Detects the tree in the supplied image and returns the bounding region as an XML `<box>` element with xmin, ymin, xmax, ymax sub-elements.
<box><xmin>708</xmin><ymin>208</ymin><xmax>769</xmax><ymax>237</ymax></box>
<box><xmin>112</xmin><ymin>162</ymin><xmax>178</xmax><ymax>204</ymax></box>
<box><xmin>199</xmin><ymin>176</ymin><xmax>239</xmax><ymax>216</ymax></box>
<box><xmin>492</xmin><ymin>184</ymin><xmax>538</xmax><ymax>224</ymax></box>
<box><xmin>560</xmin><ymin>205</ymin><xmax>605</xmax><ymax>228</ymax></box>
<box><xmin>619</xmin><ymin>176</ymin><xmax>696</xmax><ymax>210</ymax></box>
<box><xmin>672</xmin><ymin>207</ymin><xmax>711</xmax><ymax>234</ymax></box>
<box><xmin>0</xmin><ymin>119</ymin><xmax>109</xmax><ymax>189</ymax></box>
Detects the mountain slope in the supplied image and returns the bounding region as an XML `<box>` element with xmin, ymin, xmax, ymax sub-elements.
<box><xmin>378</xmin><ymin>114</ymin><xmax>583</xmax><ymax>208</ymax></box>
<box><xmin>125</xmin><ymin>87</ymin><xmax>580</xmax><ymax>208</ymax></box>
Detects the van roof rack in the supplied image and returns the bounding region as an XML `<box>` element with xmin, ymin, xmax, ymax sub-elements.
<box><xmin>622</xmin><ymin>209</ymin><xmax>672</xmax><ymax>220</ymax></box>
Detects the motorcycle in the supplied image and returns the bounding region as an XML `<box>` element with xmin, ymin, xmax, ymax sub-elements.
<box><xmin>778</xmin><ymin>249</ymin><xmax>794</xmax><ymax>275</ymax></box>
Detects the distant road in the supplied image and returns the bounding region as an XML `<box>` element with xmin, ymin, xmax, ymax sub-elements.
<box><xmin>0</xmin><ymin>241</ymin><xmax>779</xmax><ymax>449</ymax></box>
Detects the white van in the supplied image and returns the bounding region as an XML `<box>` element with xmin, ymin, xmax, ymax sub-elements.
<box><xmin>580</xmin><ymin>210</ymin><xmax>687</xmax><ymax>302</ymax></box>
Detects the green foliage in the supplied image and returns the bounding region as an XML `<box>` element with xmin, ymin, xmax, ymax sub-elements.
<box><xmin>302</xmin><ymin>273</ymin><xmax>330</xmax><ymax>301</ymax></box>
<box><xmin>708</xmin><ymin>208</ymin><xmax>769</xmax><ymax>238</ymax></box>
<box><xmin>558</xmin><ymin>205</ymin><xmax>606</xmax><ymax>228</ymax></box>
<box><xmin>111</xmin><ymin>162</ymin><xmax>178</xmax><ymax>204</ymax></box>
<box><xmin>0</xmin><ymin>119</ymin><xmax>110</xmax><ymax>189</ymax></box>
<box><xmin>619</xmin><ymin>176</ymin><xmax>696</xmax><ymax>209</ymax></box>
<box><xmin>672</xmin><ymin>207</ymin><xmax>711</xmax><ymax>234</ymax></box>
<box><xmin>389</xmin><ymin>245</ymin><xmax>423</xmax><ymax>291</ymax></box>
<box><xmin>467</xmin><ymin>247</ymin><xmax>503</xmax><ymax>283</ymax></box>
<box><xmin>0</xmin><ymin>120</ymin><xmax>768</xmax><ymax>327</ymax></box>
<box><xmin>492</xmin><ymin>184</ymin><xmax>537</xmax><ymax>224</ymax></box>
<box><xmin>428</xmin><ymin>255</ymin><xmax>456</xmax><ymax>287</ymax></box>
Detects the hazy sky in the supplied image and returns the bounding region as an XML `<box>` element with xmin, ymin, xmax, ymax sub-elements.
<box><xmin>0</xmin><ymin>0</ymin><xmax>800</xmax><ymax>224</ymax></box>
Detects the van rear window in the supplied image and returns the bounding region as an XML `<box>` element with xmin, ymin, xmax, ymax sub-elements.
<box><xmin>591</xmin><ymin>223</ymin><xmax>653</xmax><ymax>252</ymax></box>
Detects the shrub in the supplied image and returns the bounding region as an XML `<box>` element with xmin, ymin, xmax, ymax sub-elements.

* * * * *

> _PROBLEM TO WORK ON_
Copy everything from the line that contains "Detects the hazy" down to the end of the records, switching "supplied" to "given" and leaving the rest unchanged.

> _RESPONSE TO THIS EXERCISE_
Detects the hazy sky in the given image and returns the bounding region as an XML `<box>` element with xmin, ymin, xmax, ymax sub-elements.
<box><xmin>0</xmin><ymin>0</ymin><xmax>800</xmax><ymax>224</ymax></box>
Detects the van rear window in the given image and returns the bounding region as an XML `<box>` element with xmin, ymin, xmax, ymax sub-elements.
<box><xmin>591</xmin><ymin>223</ymin><xmax>653</xmax><ymax>252</ymax></box>
Detects the shrub in the given image and returns the bounding region as an XML `<box>` element with xmin, ymin, xmax, ymax sub-elements.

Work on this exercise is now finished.